▶ Work instruction 1
In the post about the "Jao Dub" episode, how many times does Picard mumble "oh shit"?
▶ Work instruction 2
In one to three sentences, explain why Picard spills his tea in the post about the "Jao Dub" episode.

▶ Passage for review
····················

Map Collection – Jao Dub
11.9.17 by Mike Haley
Do you remember the episode of Star Trek: TNG when Fletcher Pratt and Curt Brown randomly beamed aboard Enterprise, interrupting the recording of a Captain’s Log? It’s an extremely rare episode titled “Jao Dub” that aired during season 8 or 9… Maybe 10? Known by a superfan (ie: me) as the one where Picard mumbles “oh shit” 11 times, it begins with Starfleet investigating what they foolishly confuse as distress signals from a small Class M planet nearby. After tracking down the curdling cry for help the crew scans the planet’s life signals, when *POOF* Pratt & Brown appear on the bridge, startling poor Picard who spills his tea, Earl Grey, hot all over his uniform. Before Worf can even attempt to neutralize the situation, the duo takes over command of the ship and starts exploring it’s controls through excellent touch-screen menus. The following 30 commercial-free minutes, which were only televised once before all original recordings were allegedly destroyed, was raw footage of Map Collection wall-to-walling all of Enterprise with a nectarous dub experience. Naysayers will proclaim this all to be gibberish. They’ll say this never actually happened in the TNG universe. They’ll claim there were only seven seasons of TNG. They’ll ask you nicely to leave the convention. They’ll say “take your hands off of Mr. Wheaton!” They’ll have security set their tasers to tase and tase you.

····················

▶ Material provided
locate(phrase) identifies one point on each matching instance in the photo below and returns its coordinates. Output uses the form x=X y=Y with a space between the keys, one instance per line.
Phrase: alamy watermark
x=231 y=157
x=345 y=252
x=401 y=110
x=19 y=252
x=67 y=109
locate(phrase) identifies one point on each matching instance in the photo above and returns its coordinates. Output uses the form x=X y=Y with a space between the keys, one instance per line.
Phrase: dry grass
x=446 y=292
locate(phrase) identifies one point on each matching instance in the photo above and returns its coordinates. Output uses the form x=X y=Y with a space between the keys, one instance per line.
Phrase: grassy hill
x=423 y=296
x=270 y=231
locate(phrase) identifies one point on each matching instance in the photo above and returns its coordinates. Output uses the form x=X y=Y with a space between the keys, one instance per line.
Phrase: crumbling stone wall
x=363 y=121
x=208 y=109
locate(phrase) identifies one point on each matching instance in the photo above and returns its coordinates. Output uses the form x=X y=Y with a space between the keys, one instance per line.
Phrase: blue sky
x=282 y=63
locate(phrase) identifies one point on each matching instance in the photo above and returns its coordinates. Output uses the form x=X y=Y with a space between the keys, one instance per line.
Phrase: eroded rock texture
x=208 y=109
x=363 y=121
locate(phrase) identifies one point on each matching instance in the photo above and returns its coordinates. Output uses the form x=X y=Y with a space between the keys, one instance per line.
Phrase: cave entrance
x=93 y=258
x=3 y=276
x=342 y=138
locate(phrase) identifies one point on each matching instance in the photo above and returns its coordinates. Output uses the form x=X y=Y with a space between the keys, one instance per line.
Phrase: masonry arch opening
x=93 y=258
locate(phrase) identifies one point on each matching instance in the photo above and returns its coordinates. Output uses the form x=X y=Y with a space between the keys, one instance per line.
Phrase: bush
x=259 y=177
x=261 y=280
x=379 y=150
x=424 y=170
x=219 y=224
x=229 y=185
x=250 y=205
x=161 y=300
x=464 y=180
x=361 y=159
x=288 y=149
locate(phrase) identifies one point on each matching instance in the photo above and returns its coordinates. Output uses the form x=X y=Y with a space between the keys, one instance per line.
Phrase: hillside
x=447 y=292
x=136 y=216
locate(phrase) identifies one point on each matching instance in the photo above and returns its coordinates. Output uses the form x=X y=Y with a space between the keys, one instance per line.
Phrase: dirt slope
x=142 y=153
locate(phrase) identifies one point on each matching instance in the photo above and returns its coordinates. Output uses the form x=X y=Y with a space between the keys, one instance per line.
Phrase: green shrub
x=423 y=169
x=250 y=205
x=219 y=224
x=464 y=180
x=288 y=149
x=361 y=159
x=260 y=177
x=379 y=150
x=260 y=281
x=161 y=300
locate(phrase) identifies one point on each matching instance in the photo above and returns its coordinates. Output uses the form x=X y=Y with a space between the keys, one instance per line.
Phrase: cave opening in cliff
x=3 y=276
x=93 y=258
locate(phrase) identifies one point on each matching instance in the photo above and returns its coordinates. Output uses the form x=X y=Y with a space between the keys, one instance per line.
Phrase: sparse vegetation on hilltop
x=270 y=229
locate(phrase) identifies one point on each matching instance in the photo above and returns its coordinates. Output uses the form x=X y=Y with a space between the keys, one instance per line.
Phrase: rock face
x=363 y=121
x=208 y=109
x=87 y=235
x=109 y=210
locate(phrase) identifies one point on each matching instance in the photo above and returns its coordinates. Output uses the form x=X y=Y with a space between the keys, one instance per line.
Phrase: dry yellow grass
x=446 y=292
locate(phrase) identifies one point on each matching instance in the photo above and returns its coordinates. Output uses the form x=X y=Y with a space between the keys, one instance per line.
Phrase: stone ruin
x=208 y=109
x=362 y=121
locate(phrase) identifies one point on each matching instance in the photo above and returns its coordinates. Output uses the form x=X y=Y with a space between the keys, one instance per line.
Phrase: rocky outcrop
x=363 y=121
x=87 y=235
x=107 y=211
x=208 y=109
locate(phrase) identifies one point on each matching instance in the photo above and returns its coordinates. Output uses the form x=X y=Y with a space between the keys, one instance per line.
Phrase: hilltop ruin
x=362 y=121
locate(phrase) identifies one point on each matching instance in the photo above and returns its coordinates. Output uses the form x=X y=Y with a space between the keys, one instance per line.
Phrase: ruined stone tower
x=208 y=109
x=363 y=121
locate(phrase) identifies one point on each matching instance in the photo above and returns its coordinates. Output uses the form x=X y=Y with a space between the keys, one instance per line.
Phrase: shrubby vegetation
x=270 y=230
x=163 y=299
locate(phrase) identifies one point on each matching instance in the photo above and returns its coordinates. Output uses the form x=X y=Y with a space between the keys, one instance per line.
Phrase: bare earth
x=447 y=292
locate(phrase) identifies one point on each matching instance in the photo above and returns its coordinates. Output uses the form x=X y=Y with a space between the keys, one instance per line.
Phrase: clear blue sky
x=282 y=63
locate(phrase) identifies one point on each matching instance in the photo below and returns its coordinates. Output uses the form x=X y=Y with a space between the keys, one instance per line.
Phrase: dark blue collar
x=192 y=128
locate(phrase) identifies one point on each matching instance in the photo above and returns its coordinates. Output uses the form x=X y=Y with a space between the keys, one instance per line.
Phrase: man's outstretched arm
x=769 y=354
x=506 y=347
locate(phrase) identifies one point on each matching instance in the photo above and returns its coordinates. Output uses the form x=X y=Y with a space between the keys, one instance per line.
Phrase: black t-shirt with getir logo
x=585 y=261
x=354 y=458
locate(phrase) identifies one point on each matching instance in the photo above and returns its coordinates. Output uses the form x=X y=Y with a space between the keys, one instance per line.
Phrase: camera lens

····················

▶ Your response 1
He mumbles it 11 times.

▶ Your response 2
Picard spills his tea because Pratt and Brown suddenly appear on the bridge, which startles him. The tea, Earl Grey, hot, ends up all over his uniform.